* Task objective
Please report every line of the records below that contains the word "outline", copying each such line in full.

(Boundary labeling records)
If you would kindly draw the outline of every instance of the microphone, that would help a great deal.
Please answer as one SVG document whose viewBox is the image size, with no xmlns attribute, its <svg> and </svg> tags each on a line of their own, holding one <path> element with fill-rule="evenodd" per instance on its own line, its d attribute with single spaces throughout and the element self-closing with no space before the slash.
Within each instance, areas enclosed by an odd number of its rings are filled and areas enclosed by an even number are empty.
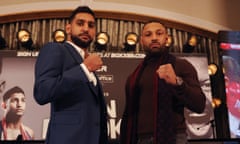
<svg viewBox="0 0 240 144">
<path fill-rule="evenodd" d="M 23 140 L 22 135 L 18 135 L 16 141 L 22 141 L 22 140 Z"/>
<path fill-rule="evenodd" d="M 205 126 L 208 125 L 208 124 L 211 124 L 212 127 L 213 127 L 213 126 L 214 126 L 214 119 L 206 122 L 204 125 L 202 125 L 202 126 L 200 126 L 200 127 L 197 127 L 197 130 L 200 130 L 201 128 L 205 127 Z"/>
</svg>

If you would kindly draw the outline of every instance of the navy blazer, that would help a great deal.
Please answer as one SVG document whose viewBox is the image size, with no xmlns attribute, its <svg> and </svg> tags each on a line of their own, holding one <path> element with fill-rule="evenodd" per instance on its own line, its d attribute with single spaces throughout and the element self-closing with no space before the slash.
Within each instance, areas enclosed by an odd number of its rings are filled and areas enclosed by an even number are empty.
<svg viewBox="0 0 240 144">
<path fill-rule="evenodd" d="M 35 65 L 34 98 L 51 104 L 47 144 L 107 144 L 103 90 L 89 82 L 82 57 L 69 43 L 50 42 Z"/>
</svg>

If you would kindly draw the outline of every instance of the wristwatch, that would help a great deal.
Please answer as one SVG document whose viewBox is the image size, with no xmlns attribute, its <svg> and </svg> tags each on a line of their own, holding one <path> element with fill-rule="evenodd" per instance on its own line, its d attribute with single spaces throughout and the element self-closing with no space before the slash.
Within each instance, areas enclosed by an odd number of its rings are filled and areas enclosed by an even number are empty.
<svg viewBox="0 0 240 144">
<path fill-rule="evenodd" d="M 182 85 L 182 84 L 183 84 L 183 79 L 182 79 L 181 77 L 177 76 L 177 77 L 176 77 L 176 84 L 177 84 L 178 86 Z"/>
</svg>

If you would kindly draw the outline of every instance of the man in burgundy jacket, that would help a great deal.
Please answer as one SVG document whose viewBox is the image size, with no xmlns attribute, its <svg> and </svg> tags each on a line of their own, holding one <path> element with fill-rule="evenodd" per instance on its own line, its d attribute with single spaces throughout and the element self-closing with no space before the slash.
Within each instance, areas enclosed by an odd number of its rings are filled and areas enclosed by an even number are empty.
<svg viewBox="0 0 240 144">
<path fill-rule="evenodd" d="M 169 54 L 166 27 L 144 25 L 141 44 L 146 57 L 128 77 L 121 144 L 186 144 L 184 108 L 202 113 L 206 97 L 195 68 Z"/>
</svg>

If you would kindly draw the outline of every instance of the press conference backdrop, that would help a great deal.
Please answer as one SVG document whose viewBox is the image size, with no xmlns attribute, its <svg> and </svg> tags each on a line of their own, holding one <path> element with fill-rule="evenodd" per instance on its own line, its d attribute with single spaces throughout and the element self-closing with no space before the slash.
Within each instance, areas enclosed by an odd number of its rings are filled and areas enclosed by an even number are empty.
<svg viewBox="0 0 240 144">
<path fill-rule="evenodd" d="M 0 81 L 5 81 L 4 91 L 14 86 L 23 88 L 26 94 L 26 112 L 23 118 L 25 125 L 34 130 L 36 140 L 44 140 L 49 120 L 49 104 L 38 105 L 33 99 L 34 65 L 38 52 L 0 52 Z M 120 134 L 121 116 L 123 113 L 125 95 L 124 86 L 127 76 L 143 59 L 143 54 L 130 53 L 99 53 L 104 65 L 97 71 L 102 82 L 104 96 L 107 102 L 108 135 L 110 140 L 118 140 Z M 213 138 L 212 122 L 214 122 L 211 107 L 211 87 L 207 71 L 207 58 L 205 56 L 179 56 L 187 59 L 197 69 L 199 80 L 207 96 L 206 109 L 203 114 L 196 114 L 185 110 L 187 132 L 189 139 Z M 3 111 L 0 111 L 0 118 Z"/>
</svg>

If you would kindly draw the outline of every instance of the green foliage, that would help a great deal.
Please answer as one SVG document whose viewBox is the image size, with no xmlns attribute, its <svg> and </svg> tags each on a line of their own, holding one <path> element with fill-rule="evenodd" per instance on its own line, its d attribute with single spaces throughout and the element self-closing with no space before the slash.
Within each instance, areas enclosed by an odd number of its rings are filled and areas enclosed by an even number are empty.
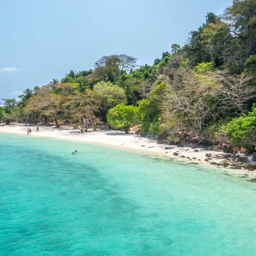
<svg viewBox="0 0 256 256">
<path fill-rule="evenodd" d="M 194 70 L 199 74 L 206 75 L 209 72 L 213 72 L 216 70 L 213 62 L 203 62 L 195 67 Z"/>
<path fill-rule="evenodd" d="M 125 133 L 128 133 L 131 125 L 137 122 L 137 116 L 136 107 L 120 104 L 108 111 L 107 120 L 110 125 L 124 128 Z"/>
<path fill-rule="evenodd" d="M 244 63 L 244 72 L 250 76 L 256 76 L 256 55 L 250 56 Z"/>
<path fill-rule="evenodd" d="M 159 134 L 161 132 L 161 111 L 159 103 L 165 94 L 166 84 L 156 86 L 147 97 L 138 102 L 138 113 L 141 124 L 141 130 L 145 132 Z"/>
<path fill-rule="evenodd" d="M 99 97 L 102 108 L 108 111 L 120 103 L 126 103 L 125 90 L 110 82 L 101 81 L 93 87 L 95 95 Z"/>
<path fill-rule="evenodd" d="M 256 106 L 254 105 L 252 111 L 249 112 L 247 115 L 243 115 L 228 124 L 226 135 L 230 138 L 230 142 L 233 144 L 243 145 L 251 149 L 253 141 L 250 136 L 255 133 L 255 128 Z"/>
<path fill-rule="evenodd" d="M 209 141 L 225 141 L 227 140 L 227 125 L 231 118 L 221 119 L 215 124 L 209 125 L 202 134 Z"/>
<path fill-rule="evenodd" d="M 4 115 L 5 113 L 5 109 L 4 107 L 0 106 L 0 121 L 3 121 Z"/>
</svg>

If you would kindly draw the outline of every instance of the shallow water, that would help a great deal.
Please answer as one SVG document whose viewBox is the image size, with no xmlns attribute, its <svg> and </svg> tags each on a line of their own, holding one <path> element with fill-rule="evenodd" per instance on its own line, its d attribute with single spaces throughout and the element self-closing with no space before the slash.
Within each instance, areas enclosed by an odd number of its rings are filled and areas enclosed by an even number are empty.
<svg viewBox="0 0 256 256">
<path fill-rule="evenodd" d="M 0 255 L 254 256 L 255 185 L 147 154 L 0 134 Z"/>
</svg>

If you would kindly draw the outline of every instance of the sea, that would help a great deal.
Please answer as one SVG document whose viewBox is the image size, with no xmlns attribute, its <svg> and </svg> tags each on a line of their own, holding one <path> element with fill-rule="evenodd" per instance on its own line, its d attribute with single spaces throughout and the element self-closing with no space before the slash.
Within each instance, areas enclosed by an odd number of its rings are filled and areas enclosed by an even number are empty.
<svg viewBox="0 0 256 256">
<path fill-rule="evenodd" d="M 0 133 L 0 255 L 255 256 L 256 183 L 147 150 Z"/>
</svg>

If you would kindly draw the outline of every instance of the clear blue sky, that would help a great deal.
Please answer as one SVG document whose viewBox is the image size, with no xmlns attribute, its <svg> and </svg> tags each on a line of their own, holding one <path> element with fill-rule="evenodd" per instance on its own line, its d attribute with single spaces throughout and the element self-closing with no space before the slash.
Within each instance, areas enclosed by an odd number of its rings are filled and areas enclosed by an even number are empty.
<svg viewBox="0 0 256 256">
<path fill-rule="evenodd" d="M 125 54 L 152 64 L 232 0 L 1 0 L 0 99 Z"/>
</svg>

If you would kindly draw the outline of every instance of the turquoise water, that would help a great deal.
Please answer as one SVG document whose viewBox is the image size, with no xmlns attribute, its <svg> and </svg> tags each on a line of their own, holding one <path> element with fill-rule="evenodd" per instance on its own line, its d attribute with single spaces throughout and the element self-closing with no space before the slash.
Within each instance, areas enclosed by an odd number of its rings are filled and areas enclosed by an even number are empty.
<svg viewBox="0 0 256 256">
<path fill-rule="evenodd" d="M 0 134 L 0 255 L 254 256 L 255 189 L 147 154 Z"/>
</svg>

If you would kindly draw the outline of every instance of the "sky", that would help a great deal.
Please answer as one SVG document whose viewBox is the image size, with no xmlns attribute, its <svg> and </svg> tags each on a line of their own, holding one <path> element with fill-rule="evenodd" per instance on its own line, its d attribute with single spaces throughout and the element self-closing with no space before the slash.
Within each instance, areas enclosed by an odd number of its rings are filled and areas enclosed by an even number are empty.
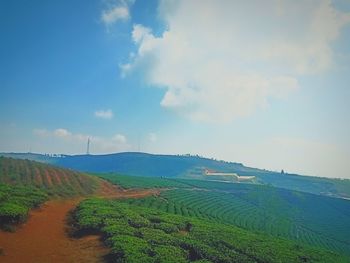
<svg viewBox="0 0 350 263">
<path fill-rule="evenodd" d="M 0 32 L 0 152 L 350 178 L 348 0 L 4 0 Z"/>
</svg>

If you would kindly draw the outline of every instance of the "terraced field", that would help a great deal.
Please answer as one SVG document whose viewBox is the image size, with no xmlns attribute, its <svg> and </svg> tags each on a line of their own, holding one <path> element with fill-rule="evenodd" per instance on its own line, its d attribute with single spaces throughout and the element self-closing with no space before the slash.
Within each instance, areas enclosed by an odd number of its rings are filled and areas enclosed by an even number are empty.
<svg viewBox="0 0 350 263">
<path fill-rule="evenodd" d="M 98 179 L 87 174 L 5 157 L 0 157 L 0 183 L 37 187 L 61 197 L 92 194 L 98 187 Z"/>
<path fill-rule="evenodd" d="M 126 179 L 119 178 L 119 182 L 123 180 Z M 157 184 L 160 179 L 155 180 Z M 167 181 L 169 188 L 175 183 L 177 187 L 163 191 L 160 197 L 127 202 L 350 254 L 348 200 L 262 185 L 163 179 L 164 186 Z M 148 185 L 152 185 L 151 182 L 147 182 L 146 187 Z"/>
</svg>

* Output
If you would kindly draw the outline of every instance of the microphone, that would help a great deal.
If you would kindly draw the outline of every instance of the navy blazer, that would help a great deal.
If you would kindly draw the outline of every instance of the wristwatch, that would help a great deal.
If you would kindly draw the outline of every instance of the man in burgundy jacket, that would help a great deal.
If you would kindly draw the outline of every instance of the press conference backdrop, that would help a great deal.
If you would kindly draw the outline of every instance of the green foliage, that would help a great deal.
If you would kindly draw the outline of every instance of the shallow water, that would help a great deal.
If you would kindly draw the outline of every instance of the sea, that would help a great deal.
If you would kindly draw the outline of every instance of the clear blue sky, that would help a great deal.
If you would kindly draw the outline of every instance of the turquoise water, that would help a great deal.
If you would kindly draw the outline of every instance of the "sky", that would help a great deal.
If you would kindly draw the outline of every instance of the "terraced field", that would help a great deal.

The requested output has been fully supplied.